### Records from a point labeling set

▬▬▬▬▬▬

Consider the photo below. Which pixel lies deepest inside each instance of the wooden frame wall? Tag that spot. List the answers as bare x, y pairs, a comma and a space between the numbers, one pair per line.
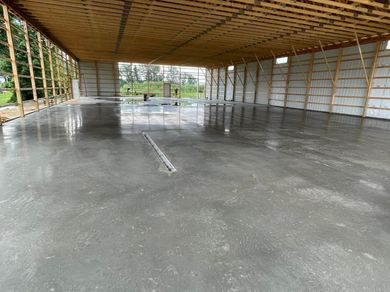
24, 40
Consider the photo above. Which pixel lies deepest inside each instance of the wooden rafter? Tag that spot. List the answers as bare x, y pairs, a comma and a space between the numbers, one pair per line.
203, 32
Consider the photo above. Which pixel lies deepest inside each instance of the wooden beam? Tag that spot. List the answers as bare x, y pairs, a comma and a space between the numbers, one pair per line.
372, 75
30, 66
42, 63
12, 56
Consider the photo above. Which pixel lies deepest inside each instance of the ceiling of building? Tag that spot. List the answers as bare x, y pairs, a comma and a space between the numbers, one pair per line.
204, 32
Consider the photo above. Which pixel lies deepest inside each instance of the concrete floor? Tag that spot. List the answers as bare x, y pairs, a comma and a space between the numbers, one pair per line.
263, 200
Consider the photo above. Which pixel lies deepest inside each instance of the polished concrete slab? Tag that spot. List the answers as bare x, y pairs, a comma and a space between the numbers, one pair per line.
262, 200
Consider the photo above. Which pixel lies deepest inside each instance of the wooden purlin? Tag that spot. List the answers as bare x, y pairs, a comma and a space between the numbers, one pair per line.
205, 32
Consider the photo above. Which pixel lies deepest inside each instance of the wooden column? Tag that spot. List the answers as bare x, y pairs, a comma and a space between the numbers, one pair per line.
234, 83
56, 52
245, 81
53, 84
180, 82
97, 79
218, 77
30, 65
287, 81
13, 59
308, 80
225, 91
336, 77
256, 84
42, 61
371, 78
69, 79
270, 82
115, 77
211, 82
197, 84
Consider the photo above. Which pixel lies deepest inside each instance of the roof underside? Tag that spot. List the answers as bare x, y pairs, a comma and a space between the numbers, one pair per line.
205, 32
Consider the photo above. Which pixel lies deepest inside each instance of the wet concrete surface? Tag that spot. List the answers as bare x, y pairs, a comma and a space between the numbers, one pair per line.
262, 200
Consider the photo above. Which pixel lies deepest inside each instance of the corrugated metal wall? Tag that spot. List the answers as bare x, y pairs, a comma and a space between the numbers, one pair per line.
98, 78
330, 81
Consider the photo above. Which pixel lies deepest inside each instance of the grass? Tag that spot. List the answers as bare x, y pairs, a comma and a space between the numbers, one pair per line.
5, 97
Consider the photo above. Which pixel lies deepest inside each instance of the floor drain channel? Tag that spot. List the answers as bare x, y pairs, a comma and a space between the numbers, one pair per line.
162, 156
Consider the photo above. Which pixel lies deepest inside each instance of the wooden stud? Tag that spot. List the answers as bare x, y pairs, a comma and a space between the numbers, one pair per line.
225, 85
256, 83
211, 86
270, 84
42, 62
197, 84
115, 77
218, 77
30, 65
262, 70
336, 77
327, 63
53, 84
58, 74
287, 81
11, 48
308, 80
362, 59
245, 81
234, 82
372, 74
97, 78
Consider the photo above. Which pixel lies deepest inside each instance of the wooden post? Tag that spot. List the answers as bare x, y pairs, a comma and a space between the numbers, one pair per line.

▬▬▬▬▬▬

### OBJECTIVE
Give back exactly the lines running from the line containing "of the floor" through the end of the material above, both included, and nothing beyond them.

### FINISHED TASK
Consider the photo above. Which pixel lies deepest inside each instance of the floor drain channel? Tag that spot. List the answers as bare x, y pairs, a comma and a space between the numbers, one pair per line.
162, 156
Consider the photo above. Which pixel lies deepest inside each instance of the wooden stud? Tag that spot. List the answers as bare x, y pairs, a comma and a space between the numbers, one pair per line.
225, 85
256, 83
211, 86
270, 84
42, 62
197, 84
115, 77
218, 77
30, 65
262, 70
336, 77
327, 63
53, 84
58, 74
287, 81
11, 48
308, 80
362, 59
245, 81
234, 82
372, 74
97, 78
Consider the photo above. Which pixel lies deepest inside each instance of the wooden post? Tag that spot. List the answers as bare x, y pairs, a comma and a space between the numbers, one pair per line.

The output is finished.